==== The data ====

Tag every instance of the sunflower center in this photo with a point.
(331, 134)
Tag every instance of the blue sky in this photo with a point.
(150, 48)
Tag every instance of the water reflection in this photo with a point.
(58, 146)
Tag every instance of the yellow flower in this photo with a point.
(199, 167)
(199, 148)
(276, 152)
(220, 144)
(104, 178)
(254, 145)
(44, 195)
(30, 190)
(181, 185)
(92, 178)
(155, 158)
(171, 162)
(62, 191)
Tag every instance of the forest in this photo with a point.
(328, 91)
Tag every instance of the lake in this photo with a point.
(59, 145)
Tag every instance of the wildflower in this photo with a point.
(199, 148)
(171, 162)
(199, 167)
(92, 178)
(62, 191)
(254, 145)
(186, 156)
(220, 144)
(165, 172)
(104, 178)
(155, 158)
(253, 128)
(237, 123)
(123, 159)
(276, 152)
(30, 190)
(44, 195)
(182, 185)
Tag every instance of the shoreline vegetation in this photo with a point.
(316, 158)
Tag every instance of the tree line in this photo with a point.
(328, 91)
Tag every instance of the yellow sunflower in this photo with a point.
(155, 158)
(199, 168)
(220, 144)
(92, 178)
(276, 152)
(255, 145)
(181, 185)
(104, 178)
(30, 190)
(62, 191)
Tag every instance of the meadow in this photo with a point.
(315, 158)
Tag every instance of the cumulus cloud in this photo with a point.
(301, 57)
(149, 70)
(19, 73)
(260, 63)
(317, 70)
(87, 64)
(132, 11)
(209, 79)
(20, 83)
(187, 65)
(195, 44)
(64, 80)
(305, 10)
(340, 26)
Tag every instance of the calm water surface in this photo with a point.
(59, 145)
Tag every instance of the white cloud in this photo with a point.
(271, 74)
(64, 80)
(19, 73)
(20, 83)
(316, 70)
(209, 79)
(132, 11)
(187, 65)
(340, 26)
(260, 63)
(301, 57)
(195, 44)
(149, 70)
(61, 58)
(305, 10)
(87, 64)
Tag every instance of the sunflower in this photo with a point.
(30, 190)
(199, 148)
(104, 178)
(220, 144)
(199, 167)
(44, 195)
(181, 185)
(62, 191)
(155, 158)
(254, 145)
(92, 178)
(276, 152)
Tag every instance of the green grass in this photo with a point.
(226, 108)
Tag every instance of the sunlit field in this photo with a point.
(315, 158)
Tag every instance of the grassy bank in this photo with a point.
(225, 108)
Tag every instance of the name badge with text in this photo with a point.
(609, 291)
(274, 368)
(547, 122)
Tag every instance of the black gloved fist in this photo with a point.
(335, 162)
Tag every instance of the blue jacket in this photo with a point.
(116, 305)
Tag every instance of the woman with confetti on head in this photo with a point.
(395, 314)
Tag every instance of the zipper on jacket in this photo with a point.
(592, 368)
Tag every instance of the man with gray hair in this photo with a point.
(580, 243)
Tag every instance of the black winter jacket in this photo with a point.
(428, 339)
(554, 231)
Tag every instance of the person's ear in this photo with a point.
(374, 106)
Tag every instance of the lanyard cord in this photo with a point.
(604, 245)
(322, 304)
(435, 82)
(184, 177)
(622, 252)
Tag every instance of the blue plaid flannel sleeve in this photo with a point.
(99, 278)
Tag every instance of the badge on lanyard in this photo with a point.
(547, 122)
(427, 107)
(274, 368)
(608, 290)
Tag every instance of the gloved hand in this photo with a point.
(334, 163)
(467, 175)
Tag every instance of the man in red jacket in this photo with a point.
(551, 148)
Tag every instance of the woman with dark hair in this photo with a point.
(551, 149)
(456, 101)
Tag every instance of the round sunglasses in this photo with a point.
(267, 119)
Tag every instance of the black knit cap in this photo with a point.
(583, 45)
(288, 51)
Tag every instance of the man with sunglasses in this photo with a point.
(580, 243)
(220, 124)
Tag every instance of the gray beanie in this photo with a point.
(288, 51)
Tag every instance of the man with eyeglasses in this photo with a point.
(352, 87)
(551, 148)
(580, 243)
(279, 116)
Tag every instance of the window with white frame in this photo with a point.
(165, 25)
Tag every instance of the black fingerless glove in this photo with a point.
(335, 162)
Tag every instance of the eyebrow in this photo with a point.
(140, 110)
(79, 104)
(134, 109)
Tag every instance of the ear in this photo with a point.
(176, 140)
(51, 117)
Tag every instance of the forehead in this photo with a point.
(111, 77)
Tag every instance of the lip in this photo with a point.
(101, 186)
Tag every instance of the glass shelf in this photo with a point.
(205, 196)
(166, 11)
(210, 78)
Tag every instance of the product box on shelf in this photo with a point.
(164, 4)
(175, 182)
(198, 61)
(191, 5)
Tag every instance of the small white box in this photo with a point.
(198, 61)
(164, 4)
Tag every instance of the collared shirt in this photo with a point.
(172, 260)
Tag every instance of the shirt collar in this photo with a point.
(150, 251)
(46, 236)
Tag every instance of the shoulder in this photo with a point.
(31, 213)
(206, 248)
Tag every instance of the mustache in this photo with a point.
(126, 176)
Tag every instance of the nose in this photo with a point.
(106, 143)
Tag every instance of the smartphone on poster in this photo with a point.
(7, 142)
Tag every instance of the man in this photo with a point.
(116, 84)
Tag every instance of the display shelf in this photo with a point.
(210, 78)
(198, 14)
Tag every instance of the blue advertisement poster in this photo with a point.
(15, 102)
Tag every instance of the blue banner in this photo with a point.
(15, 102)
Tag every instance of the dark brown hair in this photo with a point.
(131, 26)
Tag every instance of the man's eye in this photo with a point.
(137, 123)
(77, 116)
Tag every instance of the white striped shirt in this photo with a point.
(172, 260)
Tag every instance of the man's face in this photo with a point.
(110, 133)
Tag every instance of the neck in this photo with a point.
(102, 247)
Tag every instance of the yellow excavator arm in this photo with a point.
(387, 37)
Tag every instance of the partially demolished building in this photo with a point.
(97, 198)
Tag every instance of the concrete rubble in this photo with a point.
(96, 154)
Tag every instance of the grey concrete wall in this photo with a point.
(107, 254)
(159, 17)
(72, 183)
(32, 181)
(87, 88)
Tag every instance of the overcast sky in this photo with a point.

====

The entries above are to be copied word for word.

Tag every instance of the sunflower center in this photo with a point.
(331, 134)
Tag every instance of the blue sky in this photo with a point.
(150, 48)
Tag every instance of the water reflection in this photo with a point.
(58, 146)
Tag every instance of the yellow flower in this photo with a point.
(199, 167)
(199, 148)
(276, 152)
(220, 144)
(104, 178)
(254, 145)
(44, 195)
(30, 190)
(181, 185)
(92, 178)
(155, 158)
(171, 162)
(62, 191)
Tag every instance of the forest in this photo with a point.
(328, 91)
Tag every instance of the lake in this photo with a point.
(59, 145)
Tag every instance of the wildflower in this photo with a point.
(199, 148)
(171, 162)
(199, 167)
(92, 178)
(62, 191)
(254, 145)
(186, 156)
(220, 144)
(165, 172)
(104, 178)
(155, 158)
(253, 128)
(237, 123)
(123, 159)
(276, 152)
(30, 190)
(44, 195)
(182, 185)
Tag every instance of the shoreline vegetation in this photo with a point.
(316, 158)
Tag every instance of the tree line in this photo with a point.
(328, 91)
Tag every instance of the yellow sunflower in this photo with a point.
(155, 158)
(199, 168)
(220, 144)
(92, 178)
(276, 152)
(255, 145)
(181, 185)
(104, 178)
(30, 190)
(62, 191)
Tag every instance of the meadow in this photo with a point.
(315, 158)
Tag every instance of the cumulus cloud in this photo with a point.
(301, 57)
(149, 70)
(19, 73)
(260, 63)
(317, 70)
(87, 64)
(132, 11)
(209, 79)
(20, 83)
(187, 65)
(195, 44)
(64, 80)
(305, 10)
(340, 26)
Tag every instance of the calm water surface in this photo with a point.
(59, 145)
Tag every instance of the white cloud in this photo with a point.
(271, 74)
(64, 80)
(19, 73)
(20, 83)
(316, 70)
(209, 79)
(132, 11)
(187, 65)
(340, 26)
(260, 63)
(301, 57)
(195, 44)
(149, 70)
(61, 58)
(305, 10)
(87, 64)
Tag every instance of the sunflower in this photo with a point.
(30, 190)
(199, 148)
(104, 178)
(220, 144)
(199, 167)
(44, 195)
(181, 185)
(62, 191)
(155, 158)
(254, 145)
(92, 178)
(276, 152)
Tag every instance of the green grass in this photo with a point.
(226, 108)
Tag every instance of the sunlit field in this photo with a point.
(315, 158)
Tag every instance of the grassy bank in this photo with a point.
(225, 108)
Tag every instance of the name badge with text in this photo with a point.
(609, 291)
(274, 368)
(547, 122)
Tag every instance of the black gloved fist in this photo with a point.
(335, 162)
Tag every instance of the blue jacket in this photo with a point.
(116, 305)
Tag every instance of the woman with confetti on head in this photo with a point.
(395, 314)
Tag every instance of the zipper on jacket in this photo with a point.
(592, 368)
Tag every instance of the man with gray hair in this photo with a point.
(580, 243)
Tag every instance of the black winter jacket in this photo with a point.
(428, 339)
(554, 231)
Tag every instance of the person's ear in this photo with a point.
(374, 106)
Tag every instance of the lanyard cord in this photo with a point.
(604, 245)
(322, 304)
(435, 82)
(184, 177)
(622, 252)
Tag every instance of the blue plaid flannel sleeve in this photo with a point.
(99, 278)
Tag every instance of the badge on lanyard in this photo with a point.
(547, 122)
(427, 107)
(274, 368)
(608, 290)
Tag every instance of the gloved hand in this photo with a point.
(334, 163)
(467, 175)
Tag every instance of the man in red jacket in this photo with a point.
(551, 148)
Tag every instance of the woman with dark hair in this photo with a point.
(551, 149)
(456, 101)
Tag every instance of the round sunglasses in this photo with a point.
(267, 119)
Tag every instance of the black knit cap in this photo with a point.
(583, 45)
(288, 51)
Tag every instance of the man with sunglasses in this photo with a point.
(580, 243)
(220, 124)
Tag every instance of the gray beanie in this photo with a point.
(288, 51)
Tag every instance of the man with eyeglasses in this photo with a point.
(352, 87)
(551, 148)
(580, 243)
(279, 116)
Tag every instance of the window with white frame in this photo with a point.
(165, 25)
Tag every instance of the black fingerless glove in this photo with a point.
(335, 162)
Tag every instance of the eyebrow in this photo with a point.
(140, 110)
(79, 104)
(134, 109)
Tag every instance of the ear in this photo with a point.
(176, 140)
(51, 117)
Tag every instance of the forehead in this photo with a point.
(111, 77)
Tag every instance of the lip in this photo with a point.
(101, 186)
Tag every instance of the glass shelf in this photo with a point.
(205, 196)
(166, 11)
(210, 78)
Tag every instance of the product box on shelf in this photo with a point.
(164, 4)
(175, 182)
(198, 61)
(191, 5)
Tag every instance of the small white box in this photo with a point.
(198, 61)
(164, 4)
Tag every instance of the collared shirt in this photo with a point.
(172, 260)
Tag every instance of the shirt collar in this photo with a point.
(150, 251)
(46, 236)
Tag every instance of the shoulder in this photo with a point.
(31, 213)
(206, 248)
Tag every instance of the mustache in this photo with a point.
(126, 176)
Tag every instance of the nose in this photo with a point.
(106, 143)
Tag every instance of the smartphone on poster in this photo with a point.
(7, 142)
Tag every instance of the man in this photo with a point.
(116, 84)
Tag every instance of the display shelf in this photo with a point.
(210, 78)
(198, 14)
Tag every instance of the blue advertisement poster in this photo with a point.
(15, 102)
Tag every instance of the blue banner in this photo with a point.
(15, 102)
Tag every instance of the dark brown hair in this photo with a point.
(131, 26)
Tag every instance of the man's eye in this photo with a point.
(137, 123)
(77, 116)
Tag every instance of the white striped shirt in this photo with a point.
(172, 260)
Tag every instance of the man's face in this photo with a point.
(110, 133)
Tag every instance of the neck in this photo with a point.
(102, 247)
Tag every instance of the yellow excavator arm in this photo with a point.
(387, 37)
Tag every instance of the partially demolished building in this photo with a point.
(97, 198)
Tag every instance of the concrete rubble in this photo with a point.
(96, 154)
Tag every instance of the grey concrete wall in this photo with a point.
(107, 254)
(159, 17)
(72, 183)
(32, 181)
(87, 88)
Tag every instance of the overcast sky in this photo with a point.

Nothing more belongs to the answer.